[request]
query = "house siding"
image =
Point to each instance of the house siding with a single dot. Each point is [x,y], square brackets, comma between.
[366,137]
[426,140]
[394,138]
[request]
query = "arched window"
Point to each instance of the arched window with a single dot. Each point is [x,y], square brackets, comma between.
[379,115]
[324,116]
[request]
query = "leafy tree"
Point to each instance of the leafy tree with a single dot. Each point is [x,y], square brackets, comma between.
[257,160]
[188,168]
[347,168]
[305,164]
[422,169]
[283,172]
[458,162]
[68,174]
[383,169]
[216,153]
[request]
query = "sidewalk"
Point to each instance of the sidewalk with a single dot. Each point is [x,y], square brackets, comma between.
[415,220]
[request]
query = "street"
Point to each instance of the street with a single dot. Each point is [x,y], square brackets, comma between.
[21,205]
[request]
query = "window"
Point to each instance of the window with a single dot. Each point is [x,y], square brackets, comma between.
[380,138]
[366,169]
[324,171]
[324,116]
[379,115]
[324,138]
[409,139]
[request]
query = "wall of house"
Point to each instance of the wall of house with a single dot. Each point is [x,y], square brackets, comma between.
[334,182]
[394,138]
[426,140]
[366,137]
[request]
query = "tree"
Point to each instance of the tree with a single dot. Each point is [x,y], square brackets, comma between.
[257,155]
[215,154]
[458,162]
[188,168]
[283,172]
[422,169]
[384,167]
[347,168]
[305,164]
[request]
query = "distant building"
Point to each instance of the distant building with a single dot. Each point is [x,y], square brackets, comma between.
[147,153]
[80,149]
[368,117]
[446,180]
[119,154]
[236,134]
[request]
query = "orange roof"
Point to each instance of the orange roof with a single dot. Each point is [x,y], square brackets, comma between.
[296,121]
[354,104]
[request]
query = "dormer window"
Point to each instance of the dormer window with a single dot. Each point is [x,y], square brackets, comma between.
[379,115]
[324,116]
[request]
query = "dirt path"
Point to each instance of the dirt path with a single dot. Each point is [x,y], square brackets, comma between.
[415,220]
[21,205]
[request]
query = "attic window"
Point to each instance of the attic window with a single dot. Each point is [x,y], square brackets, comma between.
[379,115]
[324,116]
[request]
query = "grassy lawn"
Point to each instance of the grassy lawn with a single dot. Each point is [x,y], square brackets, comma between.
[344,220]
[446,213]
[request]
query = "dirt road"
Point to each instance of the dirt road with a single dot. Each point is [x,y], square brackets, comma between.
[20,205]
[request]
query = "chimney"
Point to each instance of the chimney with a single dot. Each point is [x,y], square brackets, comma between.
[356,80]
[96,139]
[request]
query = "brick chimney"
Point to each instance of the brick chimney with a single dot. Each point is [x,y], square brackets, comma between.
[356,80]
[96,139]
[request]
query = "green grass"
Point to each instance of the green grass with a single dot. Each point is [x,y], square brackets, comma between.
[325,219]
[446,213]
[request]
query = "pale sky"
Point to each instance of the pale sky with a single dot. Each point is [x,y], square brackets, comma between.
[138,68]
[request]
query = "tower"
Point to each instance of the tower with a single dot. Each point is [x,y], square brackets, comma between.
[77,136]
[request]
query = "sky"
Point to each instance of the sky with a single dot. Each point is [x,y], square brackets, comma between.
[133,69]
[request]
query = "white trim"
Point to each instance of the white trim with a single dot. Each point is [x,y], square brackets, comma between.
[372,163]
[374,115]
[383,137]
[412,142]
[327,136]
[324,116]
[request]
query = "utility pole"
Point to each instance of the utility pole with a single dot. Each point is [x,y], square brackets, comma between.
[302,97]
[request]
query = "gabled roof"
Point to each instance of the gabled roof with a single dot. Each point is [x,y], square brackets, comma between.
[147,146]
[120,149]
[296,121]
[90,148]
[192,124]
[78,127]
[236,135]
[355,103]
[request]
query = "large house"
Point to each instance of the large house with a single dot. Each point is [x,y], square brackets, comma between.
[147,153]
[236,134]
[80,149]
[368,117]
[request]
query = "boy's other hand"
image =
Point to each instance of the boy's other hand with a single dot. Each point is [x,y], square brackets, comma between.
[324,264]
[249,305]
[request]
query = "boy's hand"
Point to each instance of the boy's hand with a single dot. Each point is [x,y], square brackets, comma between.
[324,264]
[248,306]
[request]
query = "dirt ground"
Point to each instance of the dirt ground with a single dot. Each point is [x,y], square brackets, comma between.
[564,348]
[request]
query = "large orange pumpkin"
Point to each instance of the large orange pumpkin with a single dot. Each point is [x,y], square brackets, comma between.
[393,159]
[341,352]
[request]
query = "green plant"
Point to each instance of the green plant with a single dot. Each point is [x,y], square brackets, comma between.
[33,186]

-*-*-

To do: Transcribe each line of the listing above precisely as it appears.

Exercise output:
[request]
query = "house siding"
image =
Point to each instance of the house siding with a single dot. Each point is [x,y], square brackets, comma between.
[366,137]
[426,140]
[394,138]
[request]
query = "arched window"
Point to each instance of the arched window with a single dot. Each point is [x,y], square brackets, comma between.
[379,115]
[324,116]
[request]
query = "leafy tree"
Point to each instance of the leafy tree with a single dot. Each point is [x,y], square brackets, comma between.
[257,160]
[188,168]
[347,168]
[305,164]
[422,169]
[283,172]
[458,162]
[68,174]
[383,169]
[216,153]
[request]
query = "sidewalk"
Point to each instance of the sidewalk with a single dot. Each point is [x,y], square brackets, comma between.
[415,220]
[request]
query = "street"
Point to each instance of the street with a single dot. Each point is [x,y], square brackets, comma between.
[21,205]
[request]
query = "window"
Point to each instance of the window with a single dot. Each point is [x,y], square brackets, comma between.
[380,138]
[366,169]
[324,171]
[324,116]
[379,115]
[324,138]
[409,139]
[request]
query = "wall of house"
Point to each instance of the wall of house with a single dot. Each point is [x,y], square brackets, comma between.
[334,182]
[394,138]
[426,140]
[366,137]
[request]
query = "tree"
Point to each instance of the tree with a single dot. Each point is [x,y], square brackets, comma between.
[257,155]
[215,154]
[458,162]
[188,168]
[283,172]
[422,169]
[384,167]
[347,168]
[305,164]
[request]
query = "distant building"
Point to each instance of the distant building with a single dot. Each point is [x,y], square brackets, comma between.
[147,153]
[80,149]
[368,117]
[446,180]
[119,154]
[236,134]
[request]
query = "orange roof"
Point to each instance of the orange roof with a single dot. Each point is [x,y], square brackets, comma between.
[296,121]
[354,104]
[request]
query = "dormer window"
Point to each instance of the dormer window with a single dot. Each point is [x,y], square brackets, comma between.
[379,115]
[324,116]
[request]
query = "dirt path"
Point to each instance of the dirt path with a single dot. Each point is [x,y], square brackets, comma between.
[415,220]
[21,205]
[request]
query = "attic window"
Point to each instance of the attic window with a single dot. Each point is [x,y], square brackets, comma between.
[379,115]
[324,116]
[request]
query = "grassy lawn"
Point to each instance of the grassy lawn with a single dot. Each point is [x,y], square brackets, comma between.
[344,220]
[446,213]
[request]
query = "dirt road"
Point to each instance of the dirt road with a single dot. Each point is [x,y], square brackets, comma between.
[20,205]
[request]
query = "chimney"
Point to each instance of the chimney with a single dot. Each point is [x,y], square brackets, comma between.
[356,80]
[96,139]
[request]
query = "brick chimney"
Point to each instance of the brick chimney with a single dot. Each point is [x,y], square brackets, comma between.
[356,80]
[96,139]
[request]
query = "green grass"
Point to each instance of the green grass with a single dot. Each point is [x,y], square brackets, comma between.
[325,219]
[446,213]
[request]
query = "pale sky"
Point to each instance of the pale sky with a single dot. Each point is [x,y], square brackets, comma between.
[138,68]
[request]
query = "tower"
Point to each instance of the tower with a single dot. Each point is [x,y], square brackets, comma between.
[77,136]
[request]
query = "sky"
Point to each instance of the sky with a single dot. Each point is [x,y], square brackets, comma between.
[133,69]
[request]
query = "white trim"
Point to each instance of the white trim with a single dot. Each point is [x,y], square brackets, comma between.
[372,163]
[374,115]
[383,137]
[412,142]
[327,136]
[324,116]
[request]
query = "utility pole"
Point to each instance of the utility pole with a single dot. Each point is [x,y], square brackets, comma between.
[302,97]
[request]
query = "gabled roof"
Point to each instance of the gabled roof with a single dot. Each point is [x,y], square brackets, comma between.
[147,146]
[120,149]
[296,121]
[90,148]
[192,124]
[78,127]
[236,135]
[355,103]
[request]
query = "large house"
Point to each instance of the large house with a single dot. Each point is [x,y], square brackets, comma between.
[147,153]
[236,134]
[80,149]
[368,117]
[request]
query = "boy's other hand"
image =
Point to each instance of the boy's other hand with a single dot. Each point is [x,y], square brackets, comma between.
[324,264]
[249,305]
[request]
query = "boy's hand"
Point to each instance of the boy's hand with a single dot. Each point is [x,y], square brackets, comma between.
[324,264]
[248,306]
[request]
query = "dirt ground"
Point to each instance of the dirt ground with a single dot. Each point is [x,y], square brackets, comma between.
[564,348]
[request]
query = "large orange pumpkin"
Point to each instance of the large orange pumpkin with a single dot. Each point is [x,y], square brackets, comma between.
[393,159]
[341,352]
[request]
query = "green plant"
Point to each instance of the green plant with a single dot. Each point is [x,y], square brackets, comma between.
[33,186]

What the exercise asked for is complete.